◆ Exercise
Reproduce the part of the records that opens with the line containing "trace the outline of every instance of the black" and closes with the line containing "100 61 L 102", swapping "black and white dog" for "spotted dog" and leaving everything else unchanged.

>> Start Working data

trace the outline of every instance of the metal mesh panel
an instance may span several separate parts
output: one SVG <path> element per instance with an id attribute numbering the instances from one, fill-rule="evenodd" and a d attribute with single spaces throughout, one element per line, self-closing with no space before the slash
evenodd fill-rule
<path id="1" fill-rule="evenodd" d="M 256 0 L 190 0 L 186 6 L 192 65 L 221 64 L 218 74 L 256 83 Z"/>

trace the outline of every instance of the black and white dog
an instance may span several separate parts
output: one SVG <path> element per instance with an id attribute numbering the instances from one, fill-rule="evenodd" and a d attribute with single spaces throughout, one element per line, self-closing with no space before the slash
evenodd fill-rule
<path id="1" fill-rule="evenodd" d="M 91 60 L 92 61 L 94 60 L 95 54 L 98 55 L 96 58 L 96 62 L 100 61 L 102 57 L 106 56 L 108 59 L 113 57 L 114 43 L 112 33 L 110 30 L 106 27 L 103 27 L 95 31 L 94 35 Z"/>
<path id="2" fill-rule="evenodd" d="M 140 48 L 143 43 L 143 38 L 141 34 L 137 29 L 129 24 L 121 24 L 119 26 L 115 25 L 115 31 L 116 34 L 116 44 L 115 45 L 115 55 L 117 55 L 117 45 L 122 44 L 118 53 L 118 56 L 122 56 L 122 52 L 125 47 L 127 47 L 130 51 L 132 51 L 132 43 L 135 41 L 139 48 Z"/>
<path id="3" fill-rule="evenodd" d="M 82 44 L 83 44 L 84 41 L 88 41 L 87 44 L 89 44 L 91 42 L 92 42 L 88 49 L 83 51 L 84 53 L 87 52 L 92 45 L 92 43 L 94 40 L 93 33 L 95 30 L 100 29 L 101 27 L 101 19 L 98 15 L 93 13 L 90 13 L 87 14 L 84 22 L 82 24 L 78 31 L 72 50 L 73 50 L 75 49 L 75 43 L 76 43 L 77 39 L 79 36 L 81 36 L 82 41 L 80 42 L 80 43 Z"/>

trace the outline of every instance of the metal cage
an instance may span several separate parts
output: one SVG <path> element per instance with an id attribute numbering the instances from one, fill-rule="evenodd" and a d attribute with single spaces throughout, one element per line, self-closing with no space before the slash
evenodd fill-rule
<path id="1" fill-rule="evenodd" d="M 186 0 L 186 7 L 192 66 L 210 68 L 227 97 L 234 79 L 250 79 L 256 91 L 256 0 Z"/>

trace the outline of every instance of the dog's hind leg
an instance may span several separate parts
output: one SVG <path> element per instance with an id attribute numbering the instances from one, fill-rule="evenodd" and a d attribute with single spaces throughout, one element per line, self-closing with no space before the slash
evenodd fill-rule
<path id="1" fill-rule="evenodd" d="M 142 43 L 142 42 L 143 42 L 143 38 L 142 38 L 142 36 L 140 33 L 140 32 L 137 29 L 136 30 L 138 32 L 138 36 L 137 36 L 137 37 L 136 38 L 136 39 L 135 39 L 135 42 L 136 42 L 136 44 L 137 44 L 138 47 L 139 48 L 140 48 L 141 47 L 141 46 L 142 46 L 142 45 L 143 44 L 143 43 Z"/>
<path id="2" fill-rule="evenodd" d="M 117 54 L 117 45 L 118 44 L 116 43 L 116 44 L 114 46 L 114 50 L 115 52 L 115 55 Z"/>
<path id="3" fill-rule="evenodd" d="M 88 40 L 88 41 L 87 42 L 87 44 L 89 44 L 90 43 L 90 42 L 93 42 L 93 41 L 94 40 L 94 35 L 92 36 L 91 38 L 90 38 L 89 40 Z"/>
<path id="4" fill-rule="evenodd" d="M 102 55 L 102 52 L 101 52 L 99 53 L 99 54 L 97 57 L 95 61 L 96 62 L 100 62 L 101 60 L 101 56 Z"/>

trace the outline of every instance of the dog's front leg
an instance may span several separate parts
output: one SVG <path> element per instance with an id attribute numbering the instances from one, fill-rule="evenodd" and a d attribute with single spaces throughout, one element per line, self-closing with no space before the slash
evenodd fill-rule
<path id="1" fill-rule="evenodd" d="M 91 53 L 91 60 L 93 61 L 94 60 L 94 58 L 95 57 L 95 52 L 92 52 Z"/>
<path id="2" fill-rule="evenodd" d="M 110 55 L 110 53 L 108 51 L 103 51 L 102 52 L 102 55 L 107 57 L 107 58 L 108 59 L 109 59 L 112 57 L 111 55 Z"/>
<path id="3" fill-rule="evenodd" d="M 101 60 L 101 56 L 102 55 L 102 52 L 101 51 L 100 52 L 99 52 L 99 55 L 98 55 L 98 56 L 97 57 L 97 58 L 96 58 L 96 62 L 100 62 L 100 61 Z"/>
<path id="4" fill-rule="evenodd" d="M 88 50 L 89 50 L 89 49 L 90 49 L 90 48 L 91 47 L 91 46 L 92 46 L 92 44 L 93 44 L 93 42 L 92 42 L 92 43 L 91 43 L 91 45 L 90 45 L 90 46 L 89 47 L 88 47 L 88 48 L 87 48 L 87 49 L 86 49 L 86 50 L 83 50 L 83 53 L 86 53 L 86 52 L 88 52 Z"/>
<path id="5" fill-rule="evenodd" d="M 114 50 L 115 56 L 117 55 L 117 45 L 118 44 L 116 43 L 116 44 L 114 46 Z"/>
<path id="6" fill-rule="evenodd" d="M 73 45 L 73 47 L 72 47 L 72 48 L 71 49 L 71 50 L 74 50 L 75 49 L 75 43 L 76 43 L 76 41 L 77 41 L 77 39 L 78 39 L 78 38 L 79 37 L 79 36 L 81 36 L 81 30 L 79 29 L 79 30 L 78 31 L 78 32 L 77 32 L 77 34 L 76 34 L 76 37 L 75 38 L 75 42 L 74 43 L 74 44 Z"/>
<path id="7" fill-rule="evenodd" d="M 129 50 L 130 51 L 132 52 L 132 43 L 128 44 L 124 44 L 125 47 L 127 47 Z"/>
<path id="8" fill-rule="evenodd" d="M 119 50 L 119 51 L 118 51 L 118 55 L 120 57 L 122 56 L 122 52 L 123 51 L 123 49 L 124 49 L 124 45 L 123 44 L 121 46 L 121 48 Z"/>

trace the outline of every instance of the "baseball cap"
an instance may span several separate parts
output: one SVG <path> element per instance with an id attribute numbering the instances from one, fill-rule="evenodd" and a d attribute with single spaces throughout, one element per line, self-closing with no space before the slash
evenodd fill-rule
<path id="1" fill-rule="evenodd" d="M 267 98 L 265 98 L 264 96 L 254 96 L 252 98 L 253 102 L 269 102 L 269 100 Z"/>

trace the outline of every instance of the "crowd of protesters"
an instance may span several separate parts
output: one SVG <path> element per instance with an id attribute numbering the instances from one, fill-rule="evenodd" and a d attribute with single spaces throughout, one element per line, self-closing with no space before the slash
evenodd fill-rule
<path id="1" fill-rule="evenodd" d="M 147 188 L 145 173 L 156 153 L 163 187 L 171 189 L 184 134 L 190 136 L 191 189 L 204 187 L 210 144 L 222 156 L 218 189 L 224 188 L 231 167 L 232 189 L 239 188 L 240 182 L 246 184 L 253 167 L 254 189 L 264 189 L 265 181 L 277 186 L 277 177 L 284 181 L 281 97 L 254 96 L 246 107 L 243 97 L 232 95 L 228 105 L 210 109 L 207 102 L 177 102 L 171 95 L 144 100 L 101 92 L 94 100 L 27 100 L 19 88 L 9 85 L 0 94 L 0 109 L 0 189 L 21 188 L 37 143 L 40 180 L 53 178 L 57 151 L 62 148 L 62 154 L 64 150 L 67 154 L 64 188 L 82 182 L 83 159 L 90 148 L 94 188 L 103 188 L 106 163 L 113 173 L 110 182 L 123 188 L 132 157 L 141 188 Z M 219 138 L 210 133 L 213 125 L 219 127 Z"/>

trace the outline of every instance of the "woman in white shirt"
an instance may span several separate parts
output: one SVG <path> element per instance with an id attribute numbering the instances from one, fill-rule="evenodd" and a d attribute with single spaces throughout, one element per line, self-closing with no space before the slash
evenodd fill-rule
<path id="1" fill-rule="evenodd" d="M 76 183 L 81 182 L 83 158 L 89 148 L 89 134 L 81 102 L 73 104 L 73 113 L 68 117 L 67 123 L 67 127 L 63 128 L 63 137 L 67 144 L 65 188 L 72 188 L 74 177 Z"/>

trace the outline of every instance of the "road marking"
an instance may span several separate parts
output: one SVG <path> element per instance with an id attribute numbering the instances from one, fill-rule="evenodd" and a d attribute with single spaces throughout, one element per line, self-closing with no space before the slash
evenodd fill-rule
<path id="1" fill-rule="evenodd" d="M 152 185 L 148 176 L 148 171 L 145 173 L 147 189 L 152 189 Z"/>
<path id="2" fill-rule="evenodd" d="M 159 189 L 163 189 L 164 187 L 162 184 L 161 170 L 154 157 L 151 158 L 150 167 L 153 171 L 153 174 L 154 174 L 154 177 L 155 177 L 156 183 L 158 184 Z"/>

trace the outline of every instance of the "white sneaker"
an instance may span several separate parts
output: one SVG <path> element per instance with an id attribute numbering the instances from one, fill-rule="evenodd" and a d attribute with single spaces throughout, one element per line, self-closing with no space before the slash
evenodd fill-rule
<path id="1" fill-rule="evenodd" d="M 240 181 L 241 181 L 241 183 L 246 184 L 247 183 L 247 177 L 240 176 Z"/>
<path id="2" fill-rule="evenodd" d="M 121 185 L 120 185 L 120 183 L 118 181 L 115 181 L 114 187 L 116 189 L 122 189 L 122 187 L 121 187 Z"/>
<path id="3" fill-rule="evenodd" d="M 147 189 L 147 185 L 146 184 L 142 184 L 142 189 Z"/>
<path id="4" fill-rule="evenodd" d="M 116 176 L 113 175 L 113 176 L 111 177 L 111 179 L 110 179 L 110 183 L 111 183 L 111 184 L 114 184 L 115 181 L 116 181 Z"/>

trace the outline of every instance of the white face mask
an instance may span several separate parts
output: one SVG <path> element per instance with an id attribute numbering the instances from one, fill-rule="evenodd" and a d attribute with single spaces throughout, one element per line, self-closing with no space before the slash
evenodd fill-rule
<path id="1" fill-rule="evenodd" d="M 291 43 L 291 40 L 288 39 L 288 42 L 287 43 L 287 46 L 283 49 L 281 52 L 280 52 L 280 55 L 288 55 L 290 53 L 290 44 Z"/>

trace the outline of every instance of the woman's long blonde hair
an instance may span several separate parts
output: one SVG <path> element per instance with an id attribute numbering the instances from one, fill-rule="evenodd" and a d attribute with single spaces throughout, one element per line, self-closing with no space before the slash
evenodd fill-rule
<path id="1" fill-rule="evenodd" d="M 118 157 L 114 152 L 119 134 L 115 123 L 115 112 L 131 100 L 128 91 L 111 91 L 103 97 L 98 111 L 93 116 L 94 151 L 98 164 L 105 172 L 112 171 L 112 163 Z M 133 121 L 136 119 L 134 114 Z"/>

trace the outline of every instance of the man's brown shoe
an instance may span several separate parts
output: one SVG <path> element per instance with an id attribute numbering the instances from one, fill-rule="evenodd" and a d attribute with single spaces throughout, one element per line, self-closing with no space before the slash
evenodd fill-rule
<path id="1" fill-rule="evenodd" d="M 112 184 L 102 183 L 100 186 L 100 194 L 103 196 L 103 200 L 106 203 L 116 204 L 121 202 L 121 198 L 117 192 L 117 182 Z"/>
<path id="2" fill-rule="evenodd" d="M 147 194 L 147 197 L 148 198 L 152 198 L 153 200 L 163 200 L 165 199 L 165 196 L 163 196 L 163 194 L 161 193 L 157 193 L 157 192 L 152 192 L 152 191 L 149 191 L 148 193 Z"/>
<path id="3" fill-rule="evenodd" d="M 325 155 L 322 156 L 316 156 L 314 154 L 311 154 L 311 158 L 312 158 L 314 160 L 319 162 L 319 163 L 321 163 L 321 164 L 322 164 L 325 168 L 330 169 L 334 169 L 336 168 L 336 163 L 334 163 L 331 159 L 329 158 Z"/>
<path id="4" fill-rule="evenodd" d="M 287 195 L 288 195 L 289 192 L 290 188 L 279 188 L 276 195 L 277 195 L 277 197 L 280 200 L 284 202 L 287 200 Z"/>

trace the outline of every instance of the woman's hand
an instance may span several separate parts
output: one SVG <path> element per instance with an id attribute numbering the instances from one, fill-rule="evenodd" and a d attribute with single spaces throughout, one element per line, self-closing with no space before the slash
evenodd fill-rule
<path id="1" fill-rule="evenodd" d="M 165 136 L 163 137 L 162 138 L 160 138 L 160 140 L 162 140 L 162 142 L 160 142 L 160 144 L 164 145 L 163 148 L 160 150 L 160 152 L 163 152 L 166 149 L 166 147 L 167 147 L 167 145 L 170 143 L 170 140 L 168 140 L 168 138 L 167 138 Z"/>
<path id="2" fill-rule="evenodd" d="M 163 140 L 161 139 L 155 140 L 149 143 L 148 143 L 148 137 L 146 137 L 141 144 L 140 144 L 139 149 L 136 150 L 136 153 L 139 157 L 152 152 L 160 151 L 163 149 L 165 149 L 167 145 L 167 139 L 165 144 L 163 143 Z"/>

>> End Working data

◆ Written response
trace the outline of every instance of the spotted dog
an instance may span several separate parts
output: one SVG <path> element per instance with an id attribute numbering the instances from one, fill-rule="evenodd" and a d attribute with single spaces throughout, one element per line, self-closing with no space before the slash
evenodd fill-rule
<path id="1" fill-rule="evenodd" d="M 91 60 L 92 61 L 94 60 L 95 54 L 98 55 L 96 58 L 96 62 L 100 61 L 102 57 L 106 56 L 108 59 L 113 57 L 114 43 L 112 33 L 110 30 L 106 27 L 103 27 L 95 31 L 94 35 Z"/>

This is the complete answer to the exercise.